Copy the material below, substituting "central point" for every occurrence of "innermost point" and leaving everything else as it is.

(Some records)
────────────────────────────────────────

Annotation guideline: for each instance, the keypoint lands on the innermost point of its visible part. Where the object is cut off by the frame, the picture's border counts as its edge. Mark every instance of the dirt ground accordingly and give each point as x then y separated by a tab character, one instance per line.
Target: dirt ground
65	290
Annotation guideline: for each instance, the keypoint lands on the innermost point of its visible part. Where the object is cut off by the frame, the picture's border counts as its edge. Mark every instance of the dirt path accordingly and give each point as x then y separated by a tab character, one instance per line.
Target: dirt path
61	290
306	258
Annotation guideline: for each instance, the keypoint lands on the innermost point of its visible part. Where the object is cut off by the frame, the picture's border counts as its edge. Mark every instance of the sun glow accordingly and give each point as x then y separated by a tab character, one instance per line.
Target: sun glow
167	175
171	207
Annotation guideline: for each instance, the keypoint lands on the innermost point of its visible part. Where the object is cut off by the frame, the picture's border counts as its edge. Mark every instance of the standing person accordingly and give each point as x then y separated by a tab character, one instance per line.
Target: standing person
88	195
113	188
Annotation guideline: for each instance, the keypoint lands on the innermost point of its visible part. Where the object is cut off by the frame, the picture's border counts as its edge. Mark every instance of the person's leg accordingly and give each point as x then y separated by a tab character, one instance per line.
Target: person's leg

────────────────────────────────────────

Answer
Annotation guideline: for each instance, the keypoint lands on the central point of its visible part. Where the object is cut off by the frame, the picture's border counts as its edge. Mark every instance of the dirt ground accordingly and give each point as x then y separated by a tab character, one instance per line.
Target: dirt ground
65	290
Annotation guideline: for each instance, the keypoint lands on the central point of its visible part. Where the object is cut off by the frame, the picture's border counts as its edge. Mark every instance of the dirt path accordingly and give each point as x then y separated by a tab character, one instance per line.
Target: dirt path
61	290
306	258
Annotation guideline: for each instance, the keypoint lands on the central point of its visible part. Where the object is cut off by the frame, the picture's border counts as its edge. Mark every instance of the sun glow accordingly and give each point as x then y separated by a tab character, one instance per line.
Target: sun glow
167	175
171	207
Annotation guideline: for each instance, the keypoint lands on the central point of its visible part. Where the object is cut off by the frame, the picture's border counts as its edge. Mark every instance of the standing person accordingly and give each point as x then y separated by a tab character, one instance per line.
Target: standing person
88	195
113	188
Annotation guideline: for each instance, the keypoint lands on the central point of its visible part. Where the object is cut off by the frame, the picture's border counts as its edge. Mark every instance of the person's leg accordingly and give each point as x then y separated by a tab character, one instance per line.
Target: person's leg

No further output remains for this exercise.